* Directive:
Extract every line in the rows below that contains the string "Target". Case counts, so match uppercase and lowercase letters exactly.

* Working data:
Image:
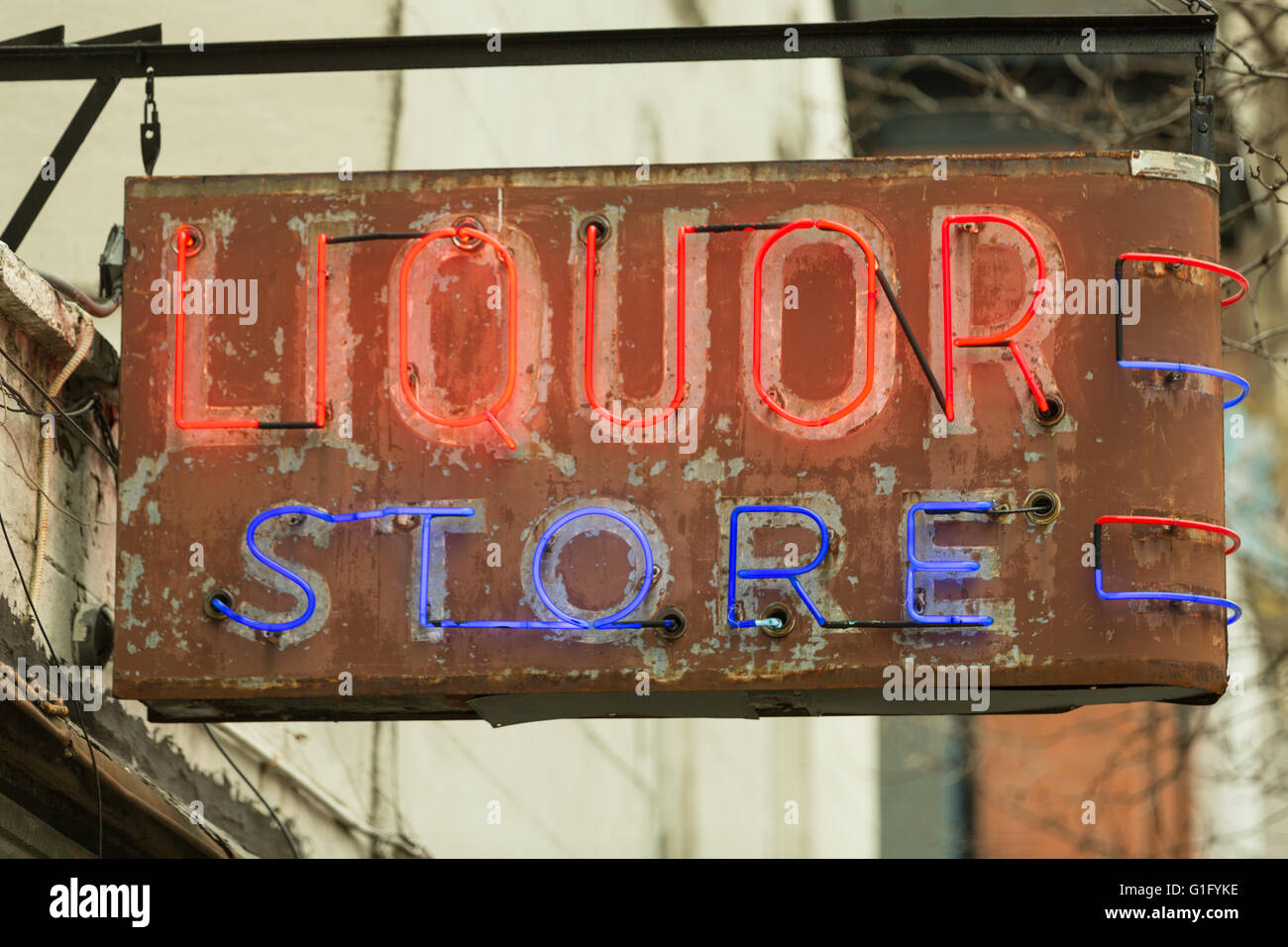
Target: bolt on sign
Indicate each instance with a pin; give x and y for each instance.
* * *
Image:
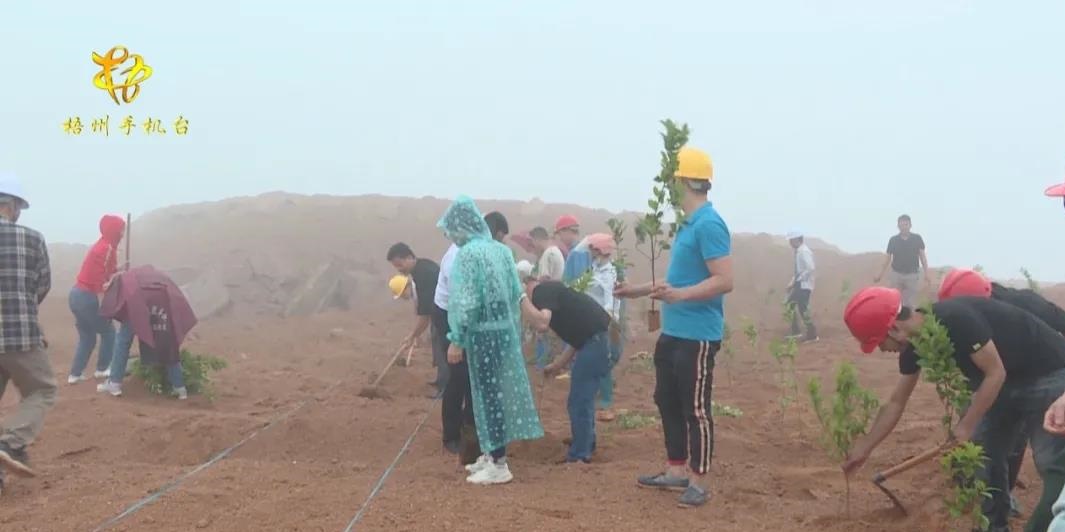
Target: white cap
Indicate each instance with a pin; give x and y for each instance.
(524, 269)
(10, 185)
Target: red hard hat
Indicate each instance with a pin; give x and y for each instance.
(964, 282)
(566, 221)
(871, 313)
==
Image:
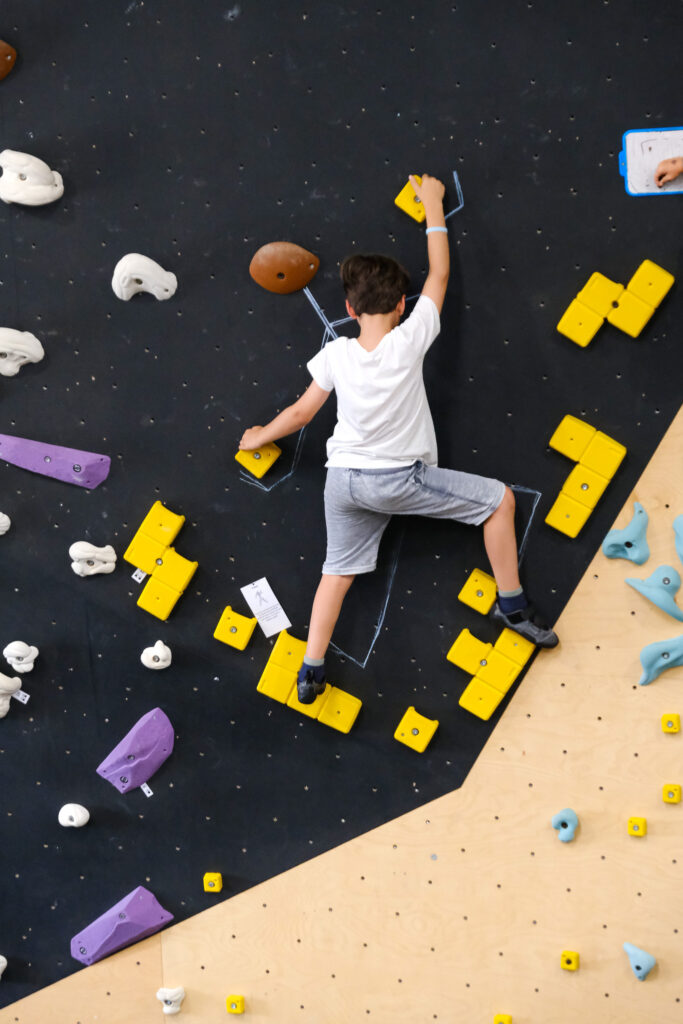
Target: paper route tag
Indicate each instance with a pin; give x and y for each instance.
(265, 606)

* Result:
Target: bolt on sign
Target: white cap
Target: red hard hat
Target: paper route tag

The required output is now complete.